**Passage shown**

================================

Famed for her dry wit, frosty smile, sparkling eyes and raspy voice, Marjorie Main was a popular character actress who, unlike many females in Hollywood, gained the majority of her success after she turned 50.

Main was born in February 1890 in Acton and was given the name Mary Tomlinson. She eventually changed her name to Marjorie Main in an effort to avoid embarrassment to her family who did not approve of her career choice. During her childhood, her family moved to Elkhart, and she grew up as a rural farm girl. Despite her pastor father’s disapproval of acting, Main was actually inspired to act from his family readings of Charles Dickens, and she would regularly put on performances for the family.

Main continued with her love of performing, attending first Franklin College and then Hamilton College’s School of Dramatic Expression in Lexington, Kentucky. She graduated from Hamilton in 1909 at 19 and accepted a position as a dramatics instructor at Bourbon College in Paris, Kentucky. This job lasted just one year until she was fired for demanding a raise in salary. Main spent the next several years studying the dramatic arts in Chicago and New York. Her first paid role as a stage actress was as Katherine in The Taming of the Shrew.

In 1921, Marjorie married psychologist and lecturer Dr. Stanley LeFevre Krebs. The two met while Main was working with a Shakespearean company playing the Chautauqua circuit. It was during her marriage that Main got her first film appearance, acting as a gossiping extra in the 1931 film A House Divided.

================================

**Task to carry out**
Transcribe the passage on Marjorie Main from "Famed for her" to "for the family.".

================================

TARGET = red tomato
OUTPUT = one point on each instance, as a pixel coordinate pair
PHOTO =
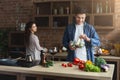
(76, 61)
(81, 66)
(64, 65)
(69, 64)
(82, 62)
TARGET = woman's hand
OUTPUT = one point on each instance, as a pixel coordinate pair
(84, 36)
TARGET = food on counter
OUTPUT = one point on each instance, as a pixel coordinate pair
(69, 64)
(64, 48)
(104, 67)
(100, 65)
(100, 61)
(64, 64)
(77, 44)
(76, 61)
(105, 51)
(91, 68)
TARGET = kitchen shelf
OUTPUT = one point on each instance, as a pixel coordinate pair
(100, 13)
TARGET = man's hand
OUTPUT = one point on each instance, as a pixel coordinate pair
(72, 48)
(84, 36)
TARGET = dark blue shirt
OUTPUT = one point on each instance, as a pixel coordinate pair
(90, 32)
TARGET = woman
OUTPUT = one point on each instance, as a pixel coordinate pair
(33, 47)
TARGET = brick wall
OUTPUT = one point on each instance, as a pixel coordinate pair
(22, 10)
(13, 10)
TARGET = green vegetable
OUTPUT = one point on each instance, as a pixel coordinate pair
(92, 68)
(100, 61)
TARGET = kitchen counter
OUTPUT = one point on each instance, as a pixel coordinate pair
(63, 55)
(57, 70)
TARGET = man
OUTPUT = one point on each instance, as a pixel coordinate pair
(87, 35)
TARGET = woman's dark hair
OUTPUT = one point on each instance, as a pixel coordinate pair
(28, 32)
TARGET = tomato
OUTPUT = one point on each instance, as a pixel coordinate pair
(64, 65)
(76, 61)
(82, 62)
(81, 66)
(69, 64)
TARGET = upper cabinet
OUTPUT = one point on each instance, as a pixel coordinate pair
(59, 13)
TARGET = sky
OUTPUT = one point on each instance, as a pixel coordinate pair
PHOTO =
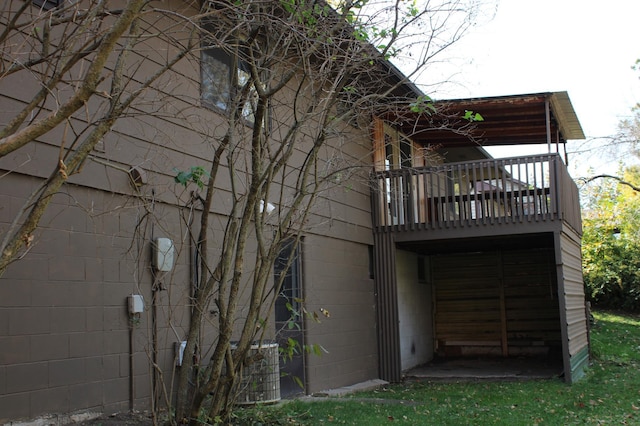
(584, 47)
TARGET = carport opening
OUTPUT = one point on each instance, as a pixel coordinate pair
(492, 309)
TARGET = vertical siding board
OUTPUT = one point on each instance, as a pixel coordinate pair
(575, 342)
(387, 307)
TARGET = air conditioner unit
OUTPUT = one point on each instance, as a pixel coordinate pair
(260, 381)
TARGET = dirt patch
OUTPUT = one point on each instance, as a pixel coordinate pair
(133, 419)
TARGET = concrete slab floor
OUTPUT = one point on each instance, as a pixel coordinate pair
(487, 369)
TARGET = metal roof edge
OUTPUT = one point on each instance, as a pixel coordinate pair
(565, 114)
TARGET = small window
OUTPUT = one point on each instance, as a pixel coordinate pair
(47, 4)
(217, 82)
(290, 293)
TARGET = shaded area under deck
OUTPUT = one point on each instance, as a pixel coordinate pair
(490, 369)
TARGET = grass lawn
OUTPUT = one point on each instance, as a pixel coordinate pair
(609, 394)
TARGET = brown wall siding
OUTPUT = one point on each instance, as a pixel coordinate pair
(574, 291)
(66, 344)
(64, 328)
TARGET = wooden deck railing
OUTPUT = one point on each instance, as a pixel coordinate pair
(494, 191)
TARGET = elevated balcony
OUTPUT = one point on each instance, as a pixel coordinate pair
(489, 197)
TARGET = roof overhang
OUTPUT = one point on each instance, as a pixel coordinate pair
(538, 118)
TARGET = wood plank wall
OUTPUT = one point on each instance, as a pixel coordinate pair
(501, 300)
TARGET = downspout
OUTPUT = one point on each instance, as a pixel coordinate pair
(547, 111)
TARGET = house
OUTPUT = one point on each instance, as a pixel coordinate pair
(441, 250)
(481, 256)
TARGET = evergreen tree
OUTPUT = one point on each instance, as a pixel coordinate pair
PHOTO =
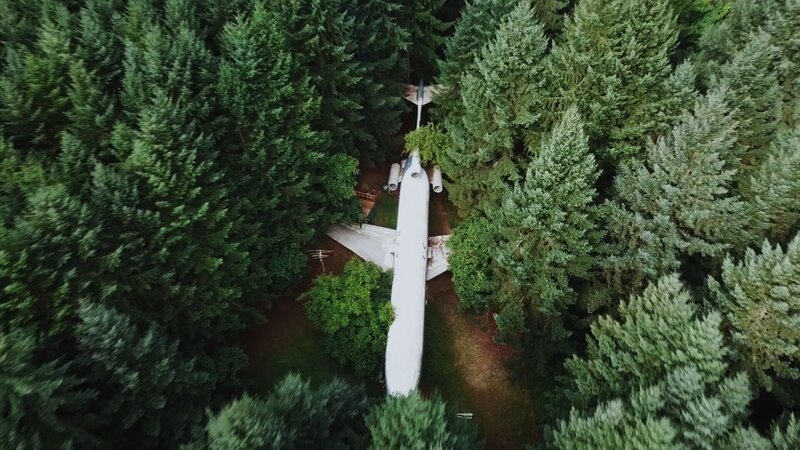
(773, 192)
(151, 395)
(753, 94)
(677, 201)
(477, 26)
(501, 99)
(613, 64)
(659, 332)
(190, 261)
(413, 422)
(269, 97)
(381, 43)
(784, 26)
(40, 402)
(293, 416)
(419, 18)
(683, 411)
(760, 297)
(546, 224)
(33, 101)
(43, 257)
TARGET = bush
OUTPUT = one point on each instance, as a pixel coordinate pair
(354, 311)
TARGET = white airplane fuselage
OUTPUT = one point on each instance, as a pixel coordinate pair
(404, 344)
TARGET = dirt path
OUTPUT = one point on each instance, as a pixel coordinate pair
(501, 406)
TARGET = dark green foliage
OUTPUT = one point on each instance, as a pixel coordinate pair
(501, 103)
(354, 312)
(151, 395)
(419, 18)
(760, 296)
(676, 201)
(613, 64)
(293, 416)
(381, 42)
(39, 401)
(43, 268)
(471, 262)
(546, 225)
(773, 192)
(412, 422)
(33, 100)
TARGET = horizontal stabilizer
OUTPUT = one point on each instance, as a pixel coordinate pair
(411, 94)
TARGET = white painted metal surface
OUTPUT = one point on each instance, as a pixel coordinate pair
(404, 344)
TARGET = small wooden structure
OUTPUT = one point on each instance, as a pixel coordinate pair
(320, 255)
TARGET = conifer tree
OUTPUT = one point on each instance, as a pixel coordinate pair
(500, 102)
(151, 394)
(33, 84)
(659, 331)
(381, 43)
(773, 192)
(270, 99)
(613, 64)
(657, 378)
(546, 224)
(676, 201)
(413, 422)
(760, 296)
(293, 416)
(426, 32)
(40, 403)
(42, 261)
(753, 95)
(477, 26)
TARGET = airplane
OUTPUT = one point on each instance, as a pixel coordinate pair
(414, 257)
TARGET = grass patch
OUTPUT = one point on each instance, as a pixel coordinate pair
(384, 213)
(290, 343)
(439, 371)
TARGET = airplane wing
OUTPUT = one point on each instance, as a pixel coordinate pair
(372, 243)
(437, 256)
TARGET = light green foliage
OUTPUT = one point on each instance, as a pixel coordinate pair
(431, 142)
(658, 332)
(680, 412)
(657, 378)
(354, 312)
(472, 248)
(38, 400)
(753, 96)
(411, 422)
(613, 64)
(676, 201)
(293, 416)
(546, 224)
(477, 25)
(501, 100)
(773, 192)
(760, 297)
(150, 392)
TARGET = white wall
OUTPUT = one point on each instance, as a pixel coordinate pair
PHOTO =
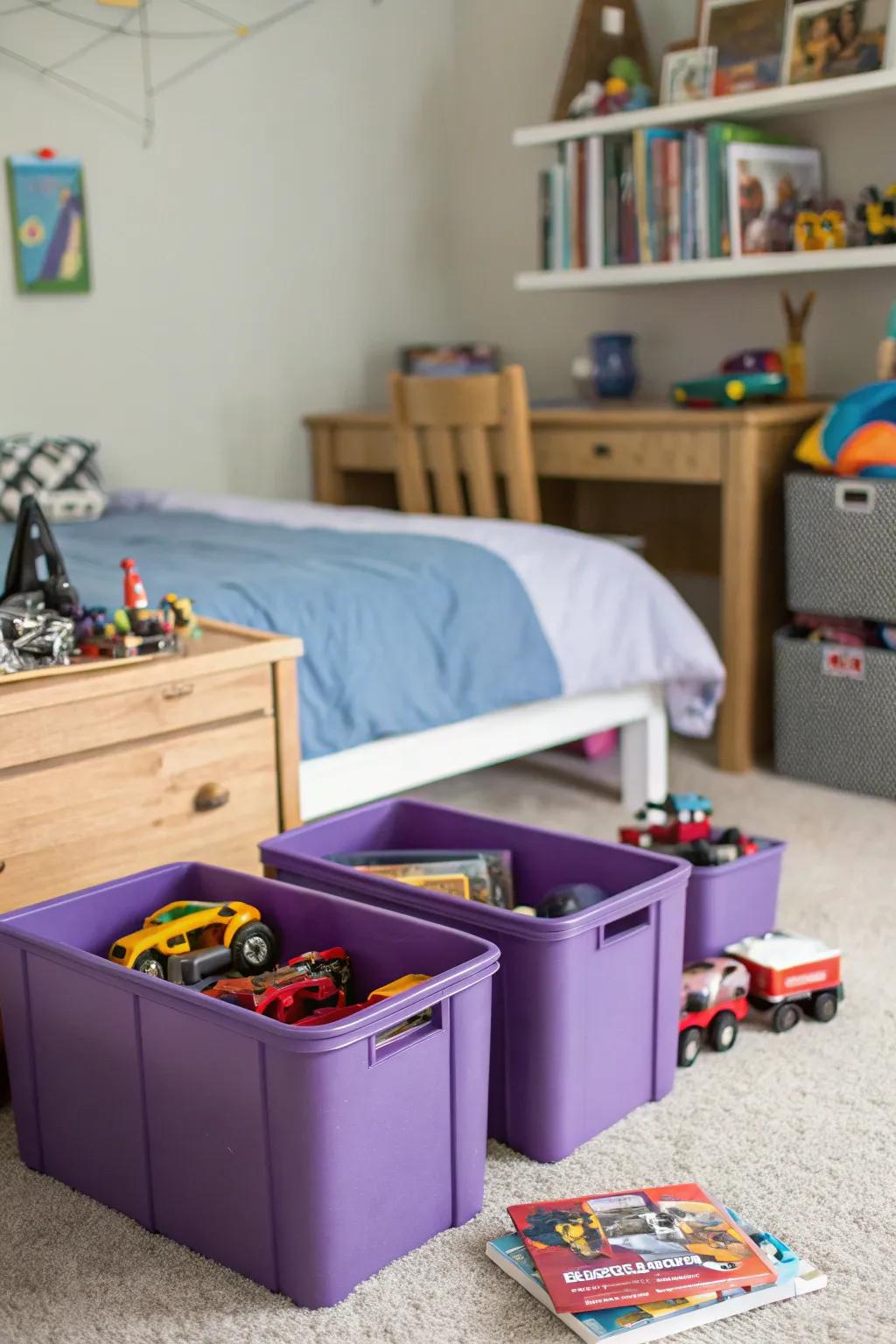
(286, 230)
(508, 57)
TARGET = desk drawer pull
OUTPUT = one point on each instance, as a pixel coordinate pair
(178, 691)
(210, 797)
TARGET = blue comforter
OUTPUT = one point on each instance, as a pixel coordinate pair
(402, 632)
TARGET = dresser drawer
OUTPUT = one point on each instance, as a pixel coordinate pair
(37, 729)
(206, 794)
(630, 454)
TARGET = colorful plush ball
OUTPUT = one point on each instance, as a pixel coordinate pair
(858, 436)
(627, 70)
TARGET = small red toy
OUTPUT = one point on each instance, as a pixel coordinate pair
(291, 992)
(790, 975)
(713, 1000)
(680, 819)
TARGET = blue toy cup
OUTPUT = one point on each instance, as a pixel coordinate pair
(615, 374)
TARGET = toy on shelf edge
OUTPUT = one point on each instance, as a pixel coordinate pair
(187, 927)
(713, 1002)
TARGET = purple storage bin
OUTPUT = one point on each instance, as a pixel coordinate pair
(732, 900)
(231, 1132)
(584, 1010)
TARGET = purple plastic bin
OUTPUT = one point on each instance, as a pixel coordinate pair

================================

**Reply**
Famed for her dry wit, frosty smile, sparkling eyes and raspy voice, Marjorie Main was a popular character actress who, unlike many females in Hollywood, gained the majority of her success after she turned 50.

Main was born in February 1890 in Acton and was given the name Mary Tomlinson. She eventually changed her name to Marjorie Main in an effort to avoid embarrassment to her family who did not approve of her career choice. During her childhood, her family moved to Elkhart, and she grew up as a rural farm girl. Despite her pastor father’s disapproval of acting, Main was actually inspired to act from his family readings of Charles Dickens, and she would regularly put on performances for the family.